* [Request]:
In the records below, find the line containing "Place one dot per instance of the paved"; give it again exactly, along with every line that follows, and nothing else.

(Position annotation records)
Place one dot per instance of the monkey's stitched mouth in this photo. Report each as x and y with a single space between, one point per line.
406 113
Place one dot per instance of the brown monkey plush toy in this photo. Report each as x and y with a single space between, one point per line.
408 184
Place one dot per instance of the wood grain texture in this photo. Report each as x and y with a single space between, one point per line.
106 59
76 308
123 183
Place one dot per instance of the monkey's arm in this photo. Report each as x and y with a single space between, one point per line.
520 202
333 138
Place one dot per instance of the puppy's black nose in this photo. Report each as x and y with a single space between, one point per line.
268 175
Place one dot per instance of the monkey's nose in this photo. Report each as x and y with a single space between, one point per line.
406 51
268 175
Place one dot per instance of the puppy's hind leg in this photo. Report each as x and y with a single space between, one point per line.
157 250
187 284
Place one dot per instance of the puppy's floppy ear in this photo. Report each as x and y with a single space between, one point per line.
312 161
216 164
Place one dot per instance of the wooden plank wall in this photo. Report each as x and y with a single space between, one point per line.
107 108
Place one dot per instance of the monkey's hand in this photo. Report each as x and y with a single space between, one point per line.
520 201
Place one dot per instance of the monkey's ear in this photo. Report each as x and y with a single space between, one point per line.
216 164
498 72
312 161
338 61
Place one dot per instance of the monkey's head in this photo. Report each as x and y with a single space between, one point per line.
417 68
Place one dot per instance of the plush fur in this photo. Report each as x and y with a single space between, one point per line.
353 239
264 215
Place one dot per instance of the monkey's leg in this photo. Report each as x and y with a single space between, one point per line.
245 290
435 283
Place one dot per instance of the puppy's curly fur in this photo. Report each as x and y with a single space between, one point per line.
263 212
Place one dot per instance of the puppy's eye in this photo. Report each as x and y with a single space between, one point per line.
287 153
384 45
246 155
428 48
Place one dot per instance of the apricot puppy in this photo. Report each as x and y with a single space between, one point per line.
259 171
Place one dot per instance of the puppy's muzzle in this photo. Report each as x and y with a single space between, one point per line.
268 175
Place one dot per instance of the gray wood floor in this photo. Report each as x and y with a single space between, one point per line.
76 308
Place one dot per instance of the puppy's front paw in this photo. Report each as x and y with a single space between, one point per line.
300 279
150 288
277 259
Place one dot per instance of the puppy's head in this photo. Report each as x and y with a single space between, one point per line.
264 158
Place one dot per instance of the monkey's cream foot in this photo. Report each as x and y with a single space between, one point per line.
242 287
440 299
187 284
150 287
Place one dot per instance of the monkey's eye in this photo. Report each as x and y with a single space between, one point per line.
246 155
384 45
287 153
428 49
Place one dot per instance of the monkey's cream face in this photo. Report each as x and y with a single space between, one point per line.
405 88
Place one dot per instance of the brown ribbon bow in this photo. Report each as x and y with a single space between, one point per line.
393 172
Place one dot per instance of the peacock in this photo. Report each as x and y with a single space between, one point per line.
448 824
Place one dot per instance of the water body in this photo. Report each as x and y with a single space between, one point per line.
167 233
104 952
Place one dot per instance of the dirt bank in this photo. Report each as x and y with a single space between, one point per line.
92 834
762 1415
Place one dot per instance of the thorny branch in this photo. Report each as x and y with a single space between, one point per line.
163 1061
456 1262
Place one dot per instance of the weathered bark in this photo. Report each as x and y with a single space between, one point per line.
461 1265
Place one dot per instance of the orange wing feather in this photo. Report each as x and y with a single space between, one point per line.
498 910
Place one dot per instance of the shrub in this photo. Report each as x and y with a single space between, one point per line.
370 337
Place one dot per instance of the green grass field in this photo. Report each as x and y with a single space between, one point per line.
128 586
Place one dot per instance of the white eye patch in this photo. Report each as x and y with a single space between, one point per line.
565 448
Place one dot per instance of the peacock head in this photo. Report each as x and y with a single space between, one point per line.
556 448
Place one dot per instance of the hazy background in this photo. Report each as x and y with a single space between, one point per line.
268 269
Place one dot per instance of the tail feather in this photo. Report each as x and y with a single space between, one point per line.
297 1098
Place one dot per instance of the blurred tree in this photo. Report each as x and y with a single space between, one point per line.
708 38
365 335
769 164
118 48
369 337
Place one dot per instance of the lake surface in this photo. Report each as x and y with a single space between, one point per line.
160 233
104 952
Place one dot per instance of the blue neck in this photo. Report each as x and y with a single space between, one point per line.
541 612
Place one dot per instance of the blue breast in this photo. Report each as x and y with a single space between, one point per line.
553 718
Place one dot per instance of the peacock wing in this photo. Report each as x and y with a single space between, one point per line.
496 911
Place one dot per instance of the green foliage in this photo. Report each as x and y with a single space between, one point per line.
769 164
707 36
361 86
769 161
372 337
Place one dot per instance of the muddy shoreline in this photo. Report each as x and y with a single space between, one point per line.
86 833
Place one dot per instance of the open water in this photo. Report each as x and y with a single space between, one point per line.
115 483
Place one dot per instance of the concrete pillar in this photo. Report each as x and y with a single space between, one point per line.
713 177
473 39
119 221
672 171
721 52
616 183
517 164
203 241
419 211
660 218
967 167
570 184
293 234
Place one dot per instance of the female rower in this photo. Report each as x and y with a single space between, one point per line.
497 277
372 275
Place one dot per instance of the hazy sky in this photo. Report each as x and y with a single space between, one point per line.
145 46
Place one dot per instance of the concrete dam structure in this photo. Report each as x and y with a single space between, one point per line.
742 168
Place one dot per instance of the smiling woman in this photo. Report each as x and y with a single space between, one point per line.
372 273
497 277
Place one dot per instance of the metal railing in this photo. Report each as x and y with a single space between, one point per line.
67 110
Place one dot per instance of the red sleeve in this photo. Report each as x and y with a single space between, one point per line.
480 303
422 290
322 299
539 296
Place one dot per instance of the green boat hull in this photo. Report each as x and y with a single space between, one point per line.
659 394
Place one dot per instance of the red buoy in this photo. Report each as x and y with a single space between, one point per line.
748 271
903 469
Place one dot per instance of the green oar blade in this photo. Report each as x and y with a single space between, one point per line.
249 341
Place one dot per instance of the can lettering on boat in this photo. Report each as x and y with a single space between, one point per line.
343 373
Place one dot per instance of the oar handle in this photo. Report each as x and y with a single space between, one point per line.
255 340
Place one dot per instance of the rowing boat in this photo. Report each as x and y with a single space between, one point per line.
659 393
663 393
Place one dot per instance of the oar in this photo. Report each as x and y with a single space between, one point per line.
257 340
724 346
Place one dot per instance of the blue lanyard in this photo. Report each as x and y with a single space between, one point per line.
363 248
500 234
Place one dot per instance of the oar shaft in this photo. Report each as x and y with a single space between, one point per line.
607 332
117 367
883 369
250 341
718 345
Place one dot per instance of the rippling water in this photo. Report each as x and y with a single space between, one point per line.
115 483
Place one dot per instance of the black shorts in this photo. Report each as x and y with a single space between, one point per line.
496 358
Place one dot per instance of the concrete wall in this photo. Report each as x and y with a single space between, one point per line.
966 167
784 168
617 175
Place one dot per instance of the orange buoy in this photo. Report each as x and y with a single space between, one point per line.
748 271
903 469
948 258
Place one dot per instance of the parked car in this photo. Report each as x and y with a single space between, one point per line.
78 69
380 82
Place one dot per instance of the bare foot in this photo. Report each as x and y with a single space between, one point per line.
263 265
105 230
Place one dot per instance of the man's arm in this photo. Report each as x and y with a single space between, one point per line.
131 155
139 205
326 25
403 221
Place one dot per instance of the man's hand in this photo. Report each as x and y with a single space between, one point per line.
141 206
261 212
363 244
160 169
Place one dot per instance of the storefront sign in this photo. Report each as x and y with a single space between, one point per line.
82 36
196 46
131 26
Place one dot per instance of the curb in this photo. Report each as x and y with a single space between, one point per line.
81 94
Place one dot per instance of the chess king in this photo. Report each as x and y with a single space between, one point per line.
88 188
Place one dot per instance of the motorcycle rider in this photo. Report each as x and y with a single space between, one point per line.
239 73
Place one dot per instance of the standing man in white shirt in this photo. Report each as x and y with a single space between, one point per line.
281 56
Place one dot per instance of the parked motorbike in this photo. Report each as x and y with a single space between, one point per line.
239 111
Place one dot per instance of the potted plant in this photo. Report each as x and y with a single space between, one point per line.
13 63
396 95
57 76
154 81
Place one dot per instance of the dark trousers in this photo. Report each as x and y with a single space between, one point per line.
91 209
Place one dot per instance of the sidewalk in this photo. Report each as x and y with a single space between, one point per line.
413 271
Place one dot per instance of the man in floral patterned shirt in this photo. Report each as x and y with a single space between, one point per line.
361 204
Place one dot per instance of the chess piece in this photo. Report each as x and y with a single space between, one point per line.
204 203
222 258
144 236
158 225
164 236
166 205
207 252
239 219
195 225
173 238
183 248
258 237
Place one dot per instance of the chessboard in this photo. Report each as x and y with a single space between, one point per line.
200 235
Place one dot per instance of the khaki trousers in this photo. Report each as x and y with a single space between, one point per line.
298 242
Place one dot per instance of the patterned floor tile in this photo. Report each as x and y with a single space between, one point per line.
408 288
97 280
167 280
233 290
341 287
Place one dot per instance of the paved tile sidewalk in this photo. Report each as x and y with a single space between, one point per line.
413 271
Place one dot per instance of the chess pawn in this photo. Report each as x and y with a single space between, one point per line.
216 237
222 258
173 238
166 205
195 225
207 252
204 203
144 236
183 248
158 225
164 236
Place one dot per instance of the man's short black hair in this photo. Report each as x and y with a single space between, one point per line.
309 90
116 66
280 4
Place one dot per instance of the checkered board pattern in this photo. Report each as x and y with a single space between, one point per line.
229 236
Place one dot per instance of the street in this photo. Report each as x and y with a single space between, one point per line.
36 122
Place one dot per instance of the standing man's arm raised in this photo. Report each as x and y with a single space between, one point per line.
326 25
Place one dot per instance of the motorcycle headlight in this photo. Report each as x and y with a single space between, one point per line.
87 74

* [Full output]:
Place one dot per instance of the paved tile sidewalk in this photo. Report each as x and y with a single space between, one point per line.
413 271
Place one dot per instance of the chess pawn in this photo. Report each as x and y with a single space between, one point per line.
216 237
222 258
173 238
166 205
195 225
207 252
204 203
144 236
183 248
158 225
164 236
Place one dot per instance of the man's short black hair in this photo. Report each as x and y with a single space between, one point per line.
309 90
116 66
280 4
Place one dot per instance of the checkered board pattern in this photo. Report each as x and y with a single space between, one point per line.
229 236
Place one dot per instance of the street in this photo. Report each as x and y with a single space between, one point per line.
36 122
Place one dot per instance of the standing man's arm raised in this photo. Report each as x and y with a single space between, one point per line.
326 25
Place one dot per instance of the motorcycle headlight in this photo. Report each as x and y with a single space between, one point per line.
87 74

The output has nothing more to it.